:: TASK LIST ::
1. In the post about Facebook apps, list the three activities named right after "lets me" in the sentence about the movie app.
2. Please transcribe part of the post about Facebook apps, beginning at the words that contain "One of the apps" and stopping after "designed to trick.".

:: TEXT TO READ ::

..........

I enjoy Facebook, but I find some of the available apps increasingly annoying. Aside from the fact that many of them are pointless, I’m really disturbed by the tactics they frequently employ to make themselves ubiquitous.

One of the apps that, in a general sense, I actually like is an app that lets me rate and review movies, share my opinions on films, and read about the opinions of others. It includes a “Movie Compatibility Test” which tells me how close my taste is to my buddies’, based on comparing our ratings for some 50-odd movies. It alerts me every time one of my friends has taken the quiz, so I can go check how well we matched up. I love movies, and all this sounds pretty cool. The problem is…

Every time I want to see the results of someone’s test – no matter if it’s the first time I’ve checked, or I’ve seen the results dozens of times already – it makes me go through this screen which is designed to get me to invite more friends to take the quiz (and thus sign up for the app). If I’m being generous, I’d say this design is trying to coerce, but more often I think it’s designed to trick.

..........

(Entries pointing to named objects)
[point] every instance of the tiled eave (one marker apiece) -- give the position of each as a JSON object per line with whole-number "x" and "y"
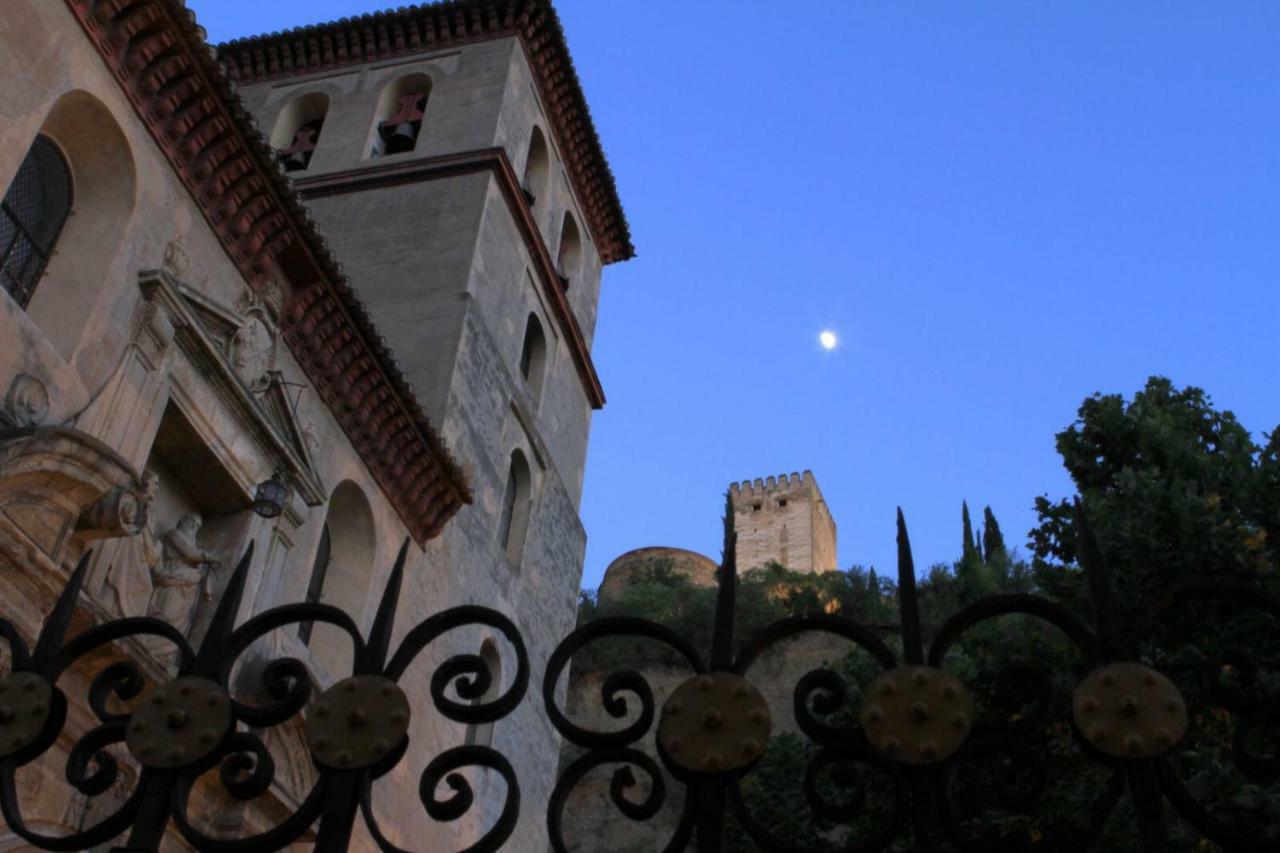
{"x": 434, "y": 26}
{"x": 159, "y": 56}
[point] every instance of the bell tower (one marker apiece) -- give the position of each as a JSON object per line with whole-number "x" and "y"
{"x": 447, "y": 153}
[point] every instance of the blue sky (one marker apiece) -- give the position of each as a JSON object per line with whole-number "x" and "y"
{"x": 1000, "y": 208}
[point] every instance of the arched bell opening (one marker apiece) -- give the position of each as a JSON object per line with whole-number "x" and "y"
{"x": 570, "y": 251}
{"x": 297, "y": 129}
{"x": 398, "y": 119}
{"x": 536, "y": 168}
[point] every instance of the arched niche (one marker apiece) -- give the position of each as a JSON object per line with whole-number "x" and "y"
{"x": 348, "y": 550}
{"x": 104, "y": 179}
{"x": 533, "y": 356}
{"x": 400, "y": 114}
{"x": 297, "y": 129}
{"x": 516, "y": 500}
{"x": 570, "y": 252}
{"x": 538, "y": 167}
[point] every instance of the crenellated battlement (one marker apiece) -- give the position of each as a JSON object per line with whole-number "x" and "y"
{"x": 762, "y": 487}
{"x": 784, "y": 519}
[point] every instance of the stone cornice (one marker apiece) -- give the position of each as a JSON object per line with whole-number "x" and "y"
{"x": 161, "y": 62}
{"x": 435, "y": 26}
{"x": 496, "y": 162}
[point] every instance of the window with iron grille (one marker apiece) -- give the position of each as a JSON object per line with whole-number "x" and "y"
{"x": 32, "y": 215}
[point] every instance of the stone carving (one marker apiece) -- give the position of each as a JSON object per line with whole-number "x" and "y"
{"x": 119, "y": 512}
{"x": 128, "y": 576}
{"x": 177, "y": 261}
{"x": 310, "y": 438}
{"x": 26, "y": 404}
{"x": 252, "y": 347}
{"x": 181, "y": 575}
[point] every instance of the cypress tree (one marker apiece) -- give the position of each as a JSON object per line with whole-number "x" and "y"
{"x": 970, "y": 550}
{"x": 992, "y": 539}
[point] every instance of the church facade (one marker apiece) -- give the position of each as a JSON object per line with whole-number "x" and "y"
{"x": 360, "y": 260}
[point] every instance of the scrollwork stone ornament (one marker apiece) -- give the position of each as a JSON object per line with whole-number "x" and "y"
{"x": 1129, "y": 711}
{"x": 26, "y": 402}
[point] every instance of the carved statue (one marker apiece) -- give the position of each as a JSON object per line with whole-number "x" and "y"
{"x": 181, "y": 575}
{"x": 251, "y": 352}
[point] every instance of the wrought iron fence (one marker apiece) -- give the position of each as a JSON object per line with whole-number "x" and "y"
{"x": 942, "y": 767}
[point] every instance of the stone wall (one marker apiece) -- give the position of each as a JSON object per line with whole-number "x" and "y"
{"x": 136, "y": 319}
{"x": 439, "y": 258}
{"x": 784, "y": 519}
{"x": 622, "y": 571}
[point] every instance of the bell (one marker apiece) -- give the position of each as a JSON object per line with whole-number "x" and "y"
{"x": 297, "y": 160}
{"x": 402, "y": 138}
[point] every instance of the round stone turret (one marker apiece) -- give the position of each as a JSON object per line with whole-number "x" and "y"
{"x": 631, "y": 566}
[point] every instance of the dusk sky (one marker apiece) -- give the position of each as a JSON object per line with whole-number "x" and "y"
{"x": 999, "y": 208}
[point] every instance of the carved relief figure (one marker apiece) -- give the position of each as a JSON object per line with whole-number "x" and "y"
{"x": 128, "y": 578}
{"x": 181, "y": 575}
{"x": 252, "y": 352}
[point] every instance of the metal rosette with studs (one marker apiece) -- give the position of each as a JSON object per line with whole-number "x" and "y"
{"x": 31, "y": 714}
{"x": 1129, "y": 711}
{"x": 917, "y": 715}
{"x": 179, "y": 723}
{"x": 714, "y": 723}
{"x": 357, "y": 723}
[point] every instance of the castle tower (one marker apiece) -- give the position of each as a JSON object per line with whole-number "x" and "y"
{"x": 784, "y": 519}
{"x": 448, "y": 154}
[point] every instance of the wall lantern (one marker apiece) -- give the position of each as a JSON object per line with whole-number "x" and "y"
{"x": 270, "y": 496}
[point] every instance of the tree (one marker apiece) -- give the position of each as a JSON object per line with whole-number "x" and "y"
{"x": 970, "y": 550}
{"x": 992, "y": 539}
{"x": 1174, "y": 489}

..........

:: TASK ANSWERS ::
1.
rate and review movies
share my opinions on films
read about the opinions of others

2.
One of the apps that, in a general sense, I actually like is an app that lets me rate and review movies, share my opinions on films, and read about the opinions of others. It includes a “Movie Compatibility Test” which tells me how close my taste is to my buddies’, based on comparing our ratings for some 50-odd movies. It alerts me every time one of my friends has taken the quiz, so I can go check how well we matched up. I love movies, and all this sounds pretty cool. The problem is…

Every time I want to see the results of someone’s test – no matter if it’s the first time I’ve checked, or I’ve seen the results dozens of times already – it makes me go through this screen which is designed to get me to invite more friends to take the quiz (and thus sign up for the app). If I’m being generous, I’d say this design is trying to coerce, but more often I think it’s designed to trick.